== Problem description ==
How many lines in the data below contain the string "mobile"? Case counts. Reply with the number alone.

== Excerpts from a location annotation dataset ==
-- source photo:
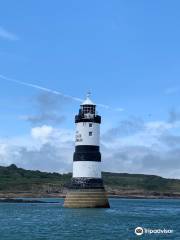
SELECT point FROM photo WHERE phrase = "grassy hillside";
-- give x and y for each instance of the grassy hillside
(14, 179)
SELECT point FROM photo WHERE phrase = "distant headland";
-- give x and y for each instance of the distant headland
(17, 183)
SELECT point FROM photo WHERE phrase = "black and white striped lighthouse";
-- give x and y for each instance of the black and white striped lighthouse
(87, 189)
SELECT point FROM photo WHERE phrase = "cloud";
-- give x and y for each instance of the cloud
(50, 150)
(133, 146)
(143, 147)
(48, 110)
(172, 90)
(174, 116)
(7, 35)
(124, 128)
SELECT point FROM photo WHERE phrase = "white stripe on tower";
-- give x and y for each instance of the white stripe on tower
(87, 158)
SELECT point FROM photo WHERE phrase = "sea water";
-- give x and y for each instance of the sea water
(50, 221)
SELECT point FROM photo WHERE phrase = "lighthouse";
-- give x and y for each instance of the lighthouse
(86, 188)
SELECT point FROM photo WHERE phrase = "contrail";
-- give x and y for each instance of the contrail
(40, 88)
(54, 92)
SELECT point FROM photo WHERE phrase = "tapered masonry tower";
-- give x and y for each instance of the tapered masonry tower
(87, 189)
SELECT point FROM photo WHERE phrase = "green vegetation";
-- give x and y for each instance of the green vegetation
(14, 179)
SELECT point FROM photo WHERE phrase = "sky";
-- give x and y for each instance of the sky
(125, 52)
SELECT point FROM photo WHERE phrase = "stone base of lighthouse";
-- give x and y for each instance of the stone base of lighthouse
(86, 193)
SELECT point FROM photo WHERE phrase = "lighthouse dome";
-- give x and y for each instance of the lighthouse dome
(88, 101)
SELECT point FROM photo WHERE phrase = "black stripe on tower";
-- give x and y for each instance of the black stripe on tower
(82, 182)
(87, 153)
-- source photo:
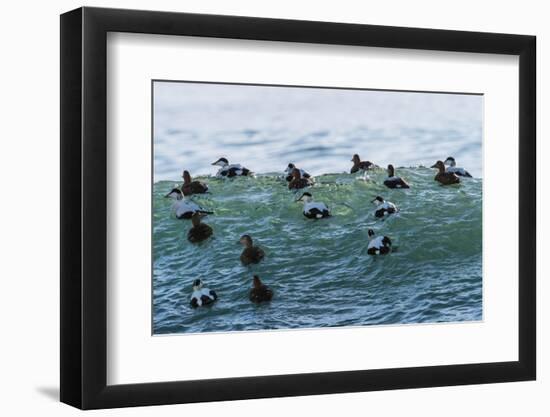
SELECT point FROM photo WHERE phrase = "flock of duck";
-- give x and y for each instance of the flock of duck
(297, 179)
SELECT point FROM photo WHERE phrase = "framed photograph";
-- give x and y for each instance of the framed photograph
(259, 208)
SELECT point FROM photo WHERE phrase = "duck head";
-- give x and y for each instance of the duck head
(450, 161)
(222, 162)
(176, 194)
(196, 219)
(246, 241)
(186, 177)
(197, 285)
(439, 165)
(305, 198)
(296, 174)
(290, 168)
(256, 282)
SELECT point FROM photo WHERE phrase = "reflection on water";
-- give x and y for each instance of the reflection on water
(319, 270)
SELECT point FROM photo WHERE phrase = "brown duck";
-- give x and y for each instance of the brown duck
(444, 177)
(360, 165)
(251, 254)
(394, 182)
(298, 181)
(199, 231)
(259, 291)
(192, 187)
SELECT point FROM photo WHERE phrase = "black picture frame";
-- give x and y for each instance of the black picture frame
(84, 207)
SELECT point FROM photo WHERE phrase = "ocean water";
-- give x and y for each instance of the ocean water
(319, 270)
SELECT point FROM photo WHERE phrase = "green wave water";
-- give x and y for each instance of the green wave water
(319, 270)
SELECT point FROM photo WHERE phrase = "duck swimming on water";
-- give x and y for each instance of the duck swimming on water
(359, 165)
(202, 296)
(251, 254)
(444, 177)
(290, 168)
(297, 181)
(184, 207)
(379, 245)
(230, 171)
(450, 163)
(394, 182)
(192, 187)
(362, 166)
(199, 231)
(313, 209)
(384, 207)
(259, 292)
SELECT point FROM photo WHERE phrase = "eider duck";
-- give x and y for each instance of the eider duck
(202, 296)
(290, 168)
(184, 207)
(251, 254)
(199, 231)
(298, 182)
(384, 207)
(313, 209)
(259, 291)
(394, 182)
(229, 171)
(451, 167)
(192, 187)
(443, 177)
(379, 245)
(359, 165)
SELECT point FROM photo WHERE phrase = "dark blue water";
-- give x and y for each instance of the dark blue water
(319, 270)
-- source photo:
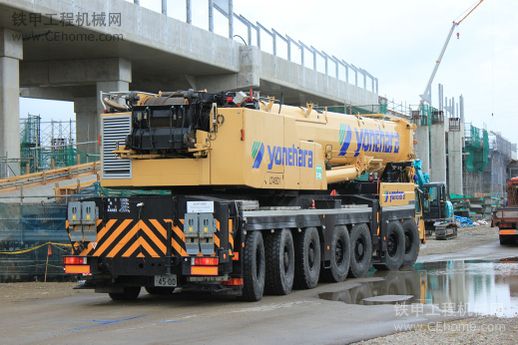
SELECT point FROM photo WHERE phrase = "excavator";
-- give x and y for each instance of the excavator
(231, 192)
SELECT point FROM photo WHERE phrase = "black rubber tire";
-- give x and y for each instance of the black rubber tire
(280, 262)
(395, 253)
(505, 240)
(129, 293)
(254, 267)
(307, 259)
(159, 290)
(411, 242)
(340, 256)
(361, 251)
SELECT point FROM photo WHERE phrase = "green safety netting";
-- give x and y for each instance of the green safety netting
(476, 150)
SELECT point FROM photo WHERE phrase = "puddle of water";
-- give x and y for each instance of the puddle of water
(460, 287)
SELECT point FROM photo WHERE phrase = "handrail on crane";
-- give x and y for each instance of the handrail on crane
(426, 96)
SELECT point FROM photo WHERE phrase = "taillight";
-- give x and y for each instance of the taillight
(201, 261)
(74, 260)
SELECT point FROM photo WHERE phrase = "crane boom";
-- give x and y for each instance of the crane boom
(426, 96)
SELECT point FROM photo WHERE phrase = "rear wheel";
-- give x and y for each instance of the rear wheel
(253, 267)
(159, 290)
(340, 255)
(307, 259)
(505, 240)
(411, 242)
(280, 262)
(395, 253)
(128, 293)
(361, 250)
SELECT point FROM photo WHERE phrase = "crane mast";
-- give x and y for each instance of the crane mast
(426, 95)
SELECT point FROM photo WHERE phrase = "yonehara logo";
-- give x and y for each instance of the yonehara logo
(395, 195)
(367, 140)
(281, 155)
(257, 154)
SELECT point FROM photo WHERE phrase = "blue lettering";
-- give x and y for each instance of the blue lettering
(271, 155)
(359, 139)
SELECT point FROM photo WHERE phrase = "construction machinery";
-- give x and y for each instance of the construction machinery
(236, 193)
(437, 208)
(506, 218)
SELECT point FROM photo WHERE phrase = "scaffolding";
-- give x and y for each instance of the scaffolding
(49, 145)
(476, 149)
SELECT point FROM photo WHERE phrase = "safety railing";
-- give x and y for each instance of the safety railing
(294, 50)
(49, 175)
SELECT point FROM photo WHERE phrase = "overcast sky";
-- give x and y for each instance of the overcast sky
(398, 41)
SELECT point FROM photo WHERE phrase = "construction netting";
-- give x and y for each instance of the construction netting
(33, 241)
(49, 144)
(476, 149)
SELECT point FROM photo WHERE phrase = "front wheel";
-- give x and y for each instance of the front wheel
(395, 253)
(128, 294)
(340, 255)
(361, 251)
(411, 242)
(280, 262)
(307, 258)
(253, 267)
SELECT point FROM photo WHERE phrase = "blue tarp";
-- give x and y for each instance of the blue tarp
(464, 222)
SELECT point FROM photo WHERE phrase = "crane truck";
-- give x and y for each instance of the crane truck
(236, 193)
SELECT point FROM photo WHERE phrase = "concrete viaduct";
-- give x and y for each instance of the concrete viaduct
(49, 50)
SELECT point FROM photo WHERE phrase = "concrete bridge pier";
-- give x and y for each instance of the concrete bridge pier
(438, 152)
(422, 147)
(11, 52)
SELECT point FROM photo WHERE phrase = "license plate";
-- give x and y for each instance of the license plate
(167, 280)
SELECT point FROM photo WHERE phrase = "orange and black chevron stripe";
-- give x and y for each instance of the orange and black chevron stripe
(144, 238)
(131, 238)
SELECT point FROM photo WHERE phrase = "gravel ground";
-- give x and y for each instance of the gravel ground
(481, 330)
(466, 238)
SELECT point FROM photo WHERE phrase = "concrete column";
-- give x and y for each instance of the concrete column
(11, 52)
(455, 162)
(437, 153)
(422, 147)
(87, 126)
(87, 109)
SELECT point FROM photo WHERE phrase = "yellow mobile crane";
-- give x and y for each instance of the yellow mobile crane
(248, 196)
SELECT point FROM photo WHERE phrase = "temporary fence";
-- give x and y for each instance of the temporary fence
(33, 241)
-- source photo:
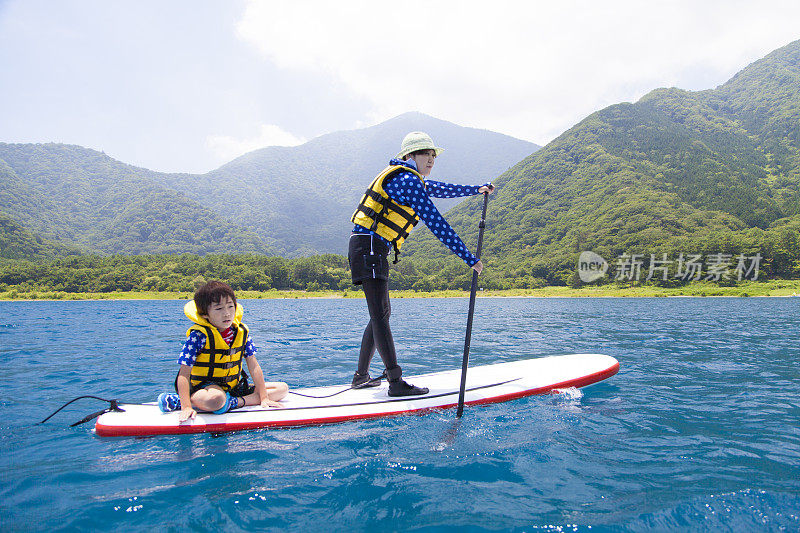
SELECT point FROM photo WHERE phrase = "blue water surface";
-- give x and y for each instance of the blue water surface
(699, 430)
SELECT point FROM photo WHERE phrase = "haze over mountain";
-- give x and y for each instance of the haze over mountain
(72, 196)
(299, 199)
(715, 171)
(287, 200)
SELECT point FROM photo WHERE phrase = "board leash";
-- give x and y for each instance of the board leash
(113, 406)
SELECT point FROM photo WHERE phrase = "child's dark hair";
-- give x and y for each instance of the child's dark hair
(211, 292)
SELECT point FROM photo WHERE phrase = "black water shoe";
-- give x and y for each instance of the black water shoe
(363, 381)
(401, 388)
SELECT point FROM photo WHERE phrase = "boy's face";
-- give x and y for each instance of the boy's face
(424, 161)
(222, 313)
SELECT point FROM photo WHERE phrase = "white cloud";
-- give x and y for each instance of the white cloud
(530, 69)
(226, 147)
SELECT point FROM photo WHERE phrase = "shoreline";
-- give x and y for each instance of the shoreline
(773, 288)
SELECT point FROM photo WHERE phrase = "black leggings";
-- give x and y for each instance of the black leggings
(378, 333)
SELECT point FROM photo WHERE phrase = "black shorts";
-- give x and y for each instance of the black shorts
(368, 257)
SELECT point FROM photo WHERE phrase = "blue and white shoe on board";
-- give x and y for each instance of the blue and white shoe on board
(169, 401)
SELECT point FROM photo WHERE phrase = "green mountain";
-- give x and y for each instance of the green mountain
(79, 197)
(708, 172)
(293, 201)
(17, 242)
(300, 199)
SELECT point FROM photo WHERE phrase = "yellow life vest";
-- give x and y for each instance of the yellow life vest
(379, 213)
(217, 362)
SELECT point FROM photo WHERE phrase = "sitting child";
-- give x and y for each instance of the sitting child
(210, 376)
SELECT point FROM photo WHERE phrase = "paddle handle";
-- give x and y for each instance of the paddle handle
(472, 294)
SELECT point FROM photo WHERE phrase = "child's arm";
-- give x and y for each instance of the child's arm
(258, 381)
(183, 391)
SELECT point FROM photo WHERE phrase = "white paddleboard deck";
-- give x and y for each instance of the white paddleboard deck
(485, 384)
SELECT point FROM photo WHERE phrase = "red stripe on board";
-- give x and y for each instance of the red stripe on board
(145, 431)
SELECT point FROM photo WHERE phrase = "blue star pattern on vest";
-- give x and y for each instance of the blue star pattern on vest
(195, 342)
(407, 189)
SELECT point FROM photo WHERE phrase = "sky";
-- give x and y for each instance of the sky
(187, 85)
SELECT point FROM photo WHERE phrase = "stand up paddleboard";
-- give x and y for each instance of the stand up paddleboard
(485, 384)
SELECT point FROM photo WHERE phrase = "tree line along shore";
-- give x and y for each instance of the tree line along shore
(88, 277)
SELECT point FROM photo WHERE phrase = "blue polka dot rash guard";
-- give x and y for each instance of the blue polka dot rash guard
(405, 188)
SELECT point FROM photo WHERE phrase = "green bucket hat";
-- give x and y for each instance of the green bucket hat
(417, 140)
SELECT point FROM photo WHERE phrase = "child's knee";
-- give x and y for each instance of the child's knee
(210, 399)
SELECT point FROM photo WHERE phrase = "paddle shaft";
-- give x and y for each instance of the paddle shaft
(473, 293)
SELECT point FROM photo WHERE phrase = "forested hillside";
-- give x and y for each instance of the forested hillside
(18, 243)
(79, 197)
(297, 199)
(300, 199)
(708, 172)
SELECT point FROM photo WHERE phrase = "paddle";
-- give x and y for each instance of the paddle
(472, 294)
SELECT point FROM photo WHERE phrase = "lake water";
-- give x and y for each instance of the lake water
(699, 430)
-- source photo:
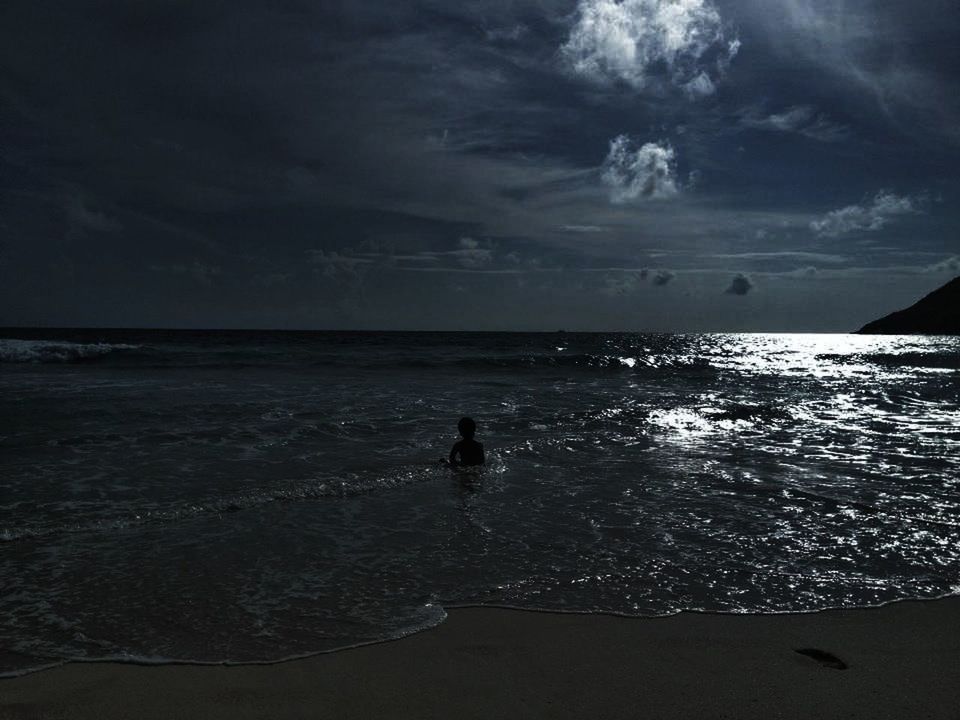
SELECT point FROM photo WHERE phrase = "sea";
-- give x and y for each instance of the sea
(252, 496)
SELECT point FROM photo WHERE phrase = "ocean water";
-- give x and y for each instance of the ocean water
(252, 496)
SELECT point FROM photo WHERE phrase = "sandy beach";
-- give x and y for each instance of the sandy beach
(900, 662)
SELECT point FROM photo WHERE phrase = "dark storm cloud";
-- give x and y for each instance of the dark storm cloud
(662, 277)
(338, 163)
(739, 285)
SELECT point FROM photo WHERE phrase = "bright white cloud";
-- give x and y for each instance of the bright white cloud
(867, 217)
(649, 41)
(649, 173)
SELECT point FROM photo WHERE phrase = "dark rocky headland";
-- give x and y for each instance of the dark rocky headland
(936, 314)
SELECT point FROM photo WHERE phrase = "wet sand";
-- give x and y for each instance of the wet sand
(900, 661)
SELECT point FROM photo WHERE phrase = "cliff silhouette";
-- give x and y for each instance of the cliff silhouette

== Full response ==
2